#### Passage provided:
^^^^^^^^

Advertisement of 1921


During the 1920s the Relay Automatic Telephone Company (RATCo for short) achieved some success with its system for PAX and PABX installations. One of the first was in December 1923 at the British Empire Exhibition (Wembley) where a system with in excess of 200 lines linked the pavilions of the various dominions and colonies with each other and the exhibition headquarters. The actual apparatus was one of the public exhibits. The company made great play of the speed of connection ('through in a second') and the simplicity of the equipment.

One customer taken in by this was Lloyds Bank, who had a large PAX system using P.O. private wires to interconnect its headquarters with most branches. The head office latterly used a Siemens 17 PAX but the bank branches were equipped with RATCo PAXs.

Other customers included Edward Boustead & Co. of Leadenhall Street, EC3, the Royal Naval College, Greenwich, the South London Hospital for Women, Clapham Common, the Chelsea Hospital for Women, the Educational Supply Association, the London Hospital and others. There was just one public exchange with this equipment, at Fleetwood (Lancs.).

^^^^^^^^

#### Excerpted data:
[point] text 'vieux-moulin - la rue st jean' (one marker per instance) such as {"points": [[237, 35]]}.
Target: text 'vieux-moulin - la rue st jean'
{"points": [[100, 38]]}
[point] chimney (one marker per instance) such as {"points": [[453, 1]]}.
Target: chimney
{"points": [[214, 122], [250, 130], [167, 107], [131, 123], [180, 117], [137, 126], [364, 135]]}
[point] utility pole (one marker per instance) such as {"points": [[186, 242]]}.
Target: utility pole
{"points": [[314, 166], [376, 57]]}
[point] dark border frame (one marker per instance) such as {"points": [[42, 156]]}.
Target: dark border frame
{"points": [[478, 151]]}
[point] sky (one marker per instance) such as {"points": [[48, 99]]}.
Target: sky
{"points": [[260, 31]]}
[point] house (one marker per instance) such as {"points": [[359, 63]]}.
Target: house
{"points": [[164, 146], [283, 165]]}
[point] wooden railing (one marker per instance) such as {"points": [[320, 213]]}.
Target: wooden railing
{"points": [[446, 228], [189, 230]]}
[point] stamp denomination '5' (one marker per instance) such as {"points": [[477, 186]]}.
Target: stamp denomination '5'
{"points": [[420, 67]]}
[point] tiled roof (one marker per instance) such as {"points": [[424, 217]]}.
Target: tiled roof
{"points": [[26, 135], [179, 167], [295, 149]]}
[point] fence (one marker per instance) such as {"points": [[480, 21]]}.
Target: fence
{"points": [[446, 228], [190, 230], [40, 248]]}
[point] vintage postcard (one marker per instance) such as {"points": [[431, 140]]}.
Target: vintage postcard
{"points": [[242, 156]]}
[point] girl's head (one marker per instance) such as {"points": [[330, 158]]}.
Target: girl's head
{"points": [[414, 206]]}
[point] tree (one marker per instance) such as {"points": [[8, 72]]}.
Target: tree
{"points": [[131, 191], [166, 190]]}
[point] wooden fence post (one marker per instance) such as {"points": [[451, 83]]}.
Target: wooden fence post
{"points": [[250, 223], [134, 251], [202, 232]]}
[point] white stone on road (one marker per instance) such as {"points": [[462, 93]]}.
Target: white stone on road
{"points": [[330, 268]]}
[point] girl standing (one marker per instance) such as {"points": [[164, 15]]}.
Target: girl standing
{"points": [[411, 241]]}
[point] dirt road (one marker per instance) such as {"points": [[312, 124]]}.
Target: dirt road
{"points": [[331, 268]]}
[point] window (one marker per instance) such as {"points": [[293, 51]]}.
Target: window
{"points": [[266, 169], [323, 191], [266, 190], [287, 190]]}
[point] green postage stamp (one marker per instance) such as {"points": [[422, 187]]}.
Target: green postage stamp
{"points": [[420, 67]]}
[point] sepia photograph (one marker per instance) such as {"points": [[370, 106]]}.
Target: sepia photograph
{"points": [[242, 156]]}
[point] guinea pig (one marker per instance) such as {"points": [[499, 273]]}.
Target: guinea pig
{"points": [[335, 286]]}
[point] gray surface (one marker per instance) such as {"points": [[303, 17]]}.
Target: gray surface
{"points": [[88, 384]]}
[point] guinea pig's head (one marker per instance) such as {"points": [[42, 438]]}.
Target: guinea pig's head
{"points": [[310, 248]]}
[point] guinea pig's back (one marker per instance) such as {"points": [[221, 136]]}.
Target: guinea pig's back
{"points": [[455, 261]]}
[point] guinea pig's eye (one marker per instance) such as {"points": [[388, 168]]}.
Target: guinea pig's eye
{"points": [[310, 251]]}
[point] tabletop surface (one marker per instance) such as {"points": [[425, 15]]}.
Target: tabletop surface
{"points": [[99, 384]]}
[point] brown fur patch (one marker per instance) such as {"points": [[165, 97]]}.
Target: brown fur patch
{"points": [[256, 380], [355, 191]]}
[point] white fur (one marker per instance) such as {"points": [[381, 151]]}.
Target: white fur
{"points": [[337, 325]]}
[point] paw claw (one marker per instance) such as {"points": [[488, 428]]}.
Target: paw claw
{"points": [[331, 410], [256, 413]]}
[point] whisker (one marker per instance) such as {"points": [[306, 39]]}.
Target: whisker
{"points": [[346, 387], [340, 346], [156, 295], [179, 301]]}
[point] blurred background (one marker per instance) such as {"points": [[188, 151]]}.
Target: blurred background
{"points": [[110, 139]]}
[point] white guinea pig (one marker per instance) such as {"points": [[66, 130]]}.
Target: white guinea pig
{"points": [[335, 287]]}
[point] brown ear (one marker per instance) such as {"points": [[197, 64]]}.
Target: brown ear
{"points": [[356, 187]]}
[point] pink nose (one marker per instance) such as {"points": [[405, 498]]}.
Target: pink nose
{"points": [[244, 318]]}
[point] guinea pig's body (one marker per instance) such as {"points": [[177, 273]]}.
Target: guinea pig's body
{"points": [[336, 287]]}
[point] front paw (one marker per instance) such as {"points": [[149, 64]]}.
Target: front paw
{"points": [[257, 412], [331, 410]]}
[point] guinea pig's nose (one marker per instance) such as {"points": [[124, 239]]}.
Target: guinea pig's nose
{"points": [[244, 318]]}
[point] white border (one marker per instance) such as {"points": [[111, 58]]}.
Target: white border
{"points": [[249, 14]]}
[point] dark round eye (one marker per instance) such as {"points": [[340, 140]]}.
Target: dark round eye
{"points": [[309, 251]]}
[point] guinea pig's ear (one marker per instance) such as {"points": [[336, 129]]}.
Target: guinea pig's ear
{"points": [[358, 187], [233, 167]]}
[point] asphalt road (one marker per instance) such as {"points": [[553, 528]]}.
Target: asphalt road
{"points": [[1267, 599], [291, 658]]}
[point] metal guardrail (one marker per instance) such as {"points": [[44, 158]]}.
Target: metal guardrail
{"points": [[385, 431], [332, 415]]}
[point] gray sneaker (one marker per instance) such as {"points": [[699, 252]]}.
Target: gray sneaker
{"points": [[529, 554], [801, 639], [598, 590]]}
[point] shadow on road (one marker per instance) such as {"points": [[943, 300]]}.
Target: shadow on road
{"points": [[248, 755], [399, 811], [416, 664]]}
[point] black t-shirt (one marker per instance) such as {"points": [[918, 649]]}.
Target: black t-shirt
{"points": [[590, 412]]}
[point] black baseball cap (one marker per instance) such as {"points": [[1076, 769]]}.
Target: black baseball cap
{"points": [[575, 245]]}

^^^^^^^^

#### Your task:
Carry on the passage about the Relay Automatic Telephone Company and its exchange systems, starting after its final sentence.

#### Task result:
By far the largest installation in London, and by all account in the whole country, was that of the London & North Eastern Railway (LNER), provided in 1927. Some 600 lines were installed, with about 10,000 relays and a quarter of a million contacts. Outgoing calls to the public network were connected via a manual switchboard because of the Post Office's insistence (at that time) on no electrical contact between their exchanges and others. Four relay exchanges were installed, with the following numbering scheme:

  • 2xxx Liverpool Street (probably in Hamilton House)

  • 3xxx Kings Cross

  • 4 code for Marylebone (manual exchange)

  • 5xxx Stratford

  • 6xxx Bread Street

  • Bread Street, the LNER's City management offices, was bombed during the war. Liverpool Street and Stratford exchanges were later replaced with Strowger. Latterly Kings Cross was used only for tandem calls and trunks via its manual board, having been largely replaced by a Strowger PABX3 in Great Northern House.

Kings Cross exchange was the only one of these that I saw. It closed about 1973 and was located on the top floor of the West Side offices, alongside Platform 8 (platform 10 in those days before renumbering). Its physical location was on the first floor, about halfway along the platform from the barrier. Reg Freer, a rather resourceful technician, had his office/mess room opposite and had wired up a contact on the door to that corridor so that a discreet buzzer sounded whenever anyone came up the stairs to visit the exchange.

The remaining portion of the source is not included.